#### [Task instructions]
Each record should be returned exactly as it is written.

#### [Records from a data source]
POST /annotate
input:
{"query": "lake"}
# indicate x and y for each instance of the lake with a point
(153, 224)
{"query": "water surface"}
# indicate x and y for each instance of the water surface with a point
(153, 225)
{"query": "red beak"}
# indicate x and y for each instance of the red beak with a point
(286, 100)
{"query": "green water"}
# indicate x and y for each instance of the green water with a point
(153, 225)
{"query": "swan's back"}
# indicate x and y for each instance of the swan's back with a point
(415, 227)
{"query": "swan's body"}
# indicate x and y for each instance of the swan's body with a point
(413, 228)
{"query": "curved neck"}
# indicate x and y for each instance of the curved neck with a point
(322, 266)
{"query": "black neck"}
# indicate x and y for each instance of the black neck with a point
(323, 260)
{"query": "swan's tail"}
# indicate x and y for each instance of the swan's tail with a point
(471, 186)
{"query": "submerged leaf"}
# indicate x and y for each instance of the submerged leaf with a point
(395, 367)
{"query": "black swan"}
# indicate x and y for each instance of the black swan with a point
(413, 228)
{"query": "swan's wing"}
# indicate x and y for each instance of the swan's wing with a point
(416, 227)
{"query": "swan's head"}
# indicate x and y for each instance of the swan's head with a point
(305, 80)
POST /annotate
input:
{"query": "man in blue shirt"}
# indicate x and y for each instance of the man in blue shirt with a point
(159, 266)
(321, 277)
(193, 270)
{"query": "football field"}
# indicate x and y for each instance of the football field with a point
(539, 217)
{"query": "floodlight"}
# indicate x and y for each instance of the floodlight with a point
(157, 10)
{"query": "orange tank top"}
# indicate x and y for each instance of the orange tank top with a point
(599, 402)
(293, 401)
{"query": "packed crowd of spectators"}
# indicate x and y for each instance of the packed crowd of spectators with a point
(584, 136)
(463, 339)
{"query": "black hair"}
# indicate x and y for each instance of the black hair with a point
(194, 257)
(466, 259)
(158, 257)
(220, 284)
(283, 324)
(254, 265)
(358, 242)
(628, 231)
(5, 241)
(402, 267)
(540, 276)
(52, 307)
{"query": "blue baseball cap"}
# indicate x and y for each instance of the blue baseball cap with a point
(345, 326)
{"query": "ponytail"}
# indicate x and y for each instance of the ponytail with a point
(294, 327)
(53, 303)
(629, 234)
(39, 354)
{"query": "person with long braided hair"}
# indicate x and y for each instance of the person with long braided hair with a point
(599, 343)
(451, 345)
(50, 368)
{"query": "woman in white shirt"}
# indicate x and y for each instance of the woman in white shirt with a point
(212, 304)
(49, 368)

#### [The answer]
POST /annotate
input:
{"query": "lake"}
# indicate x and y for each instance of the lake with a point
(153, 224)
{"query": "water surface"}
# indicate x and y for each instance of the water surface with a point
(153, 225)
{"query": "red beak"}
# indicate x and y for each instance of the red beak with a point
(286, 100)
{"query": "green water"}
# indicate x and y for each instance of the green water with a point
(153, 225)
{"query": "swan's back"}
# indicate x and y for each instance of the swan's back with a point
(415, 227)
{"query": "swan's body"}
# indicate x and y for each instance of the swan's body with a point
(413, 228)
{"query": "curved neck"}
# indicate x and y for each instance of the curved neck with a point
(322, 266)
{"query": "black neck"}
# indicate x and y for each instance of the black neck with a point
(323, 260)
{"query": "swan's tail"}
# indicate x and y for each instance of the swan's tail with a point
(471, 186)
{"query": "submerged leaf"}
# indicate x and y for each instance of the submerged leaf with a point
(395, 367)
{"query": "black swan"}
# indicate x and y for each instance of the black swan with a point
(413, 228)
{"query": "swan's wing"}
# indicate x and y for each instance of the swan's wing with a point
(416, 227)
{"query": "swan's head"}
# indicate x and y for each instance of the swan's head with a point
(305, 80)
POST /annotate
input:
{"query": "man in blue shirt"}
# indicate x and y for each instance of the man in blue shirt with a point
(159, 266)
(321, 277)
(193, 270)
{"query": "football field"}
# indicate x and y for each instance of the football field with a point
(539, 217)
{"query": "floodlight"}
# indicate x and y for each instance of the floodlight with a point
(157, 10)
{"query": "orange tank top"}
# indicate x and y for each instance of the orange tank top with a point
(599, 402)
(293, 401)
{"query": "packed crowd of spectators"}
# indicate x and y for each instance of the packed crowd of spectators with a point
(584, 136)
(463, 339)
{"query": "black hair"}
# indicate x and y for each instance of the black hair with a point
(194, 257)
(466, 259)
(158, 257)
(220, 284)
(283, 324)
(254, 265)
(358, 242)
(628, 231)
(5, 241)
(402, 267)
(540, 276)
(52, 307)
{"query": "blue baseball cap"}
# indicate x and y for each instance of the blue baseball cap with a point
(345, 326)
{"query": "ponytail"}
# indicate x and y for each instance of the ponytail with a point
(294, 327)
(53, 303)
(629, 234)
(39, 354)
{"query": "person with long braided hair"}
# indicate x and y for each instance of the person with long braided hair with a point
(599, 343)
(451, 345)
(50, 368)
{"query": "woman in white shirt"}
# indicate x and y for each instance of the woman in white shirt with a point
(212, 304)
(49, 368)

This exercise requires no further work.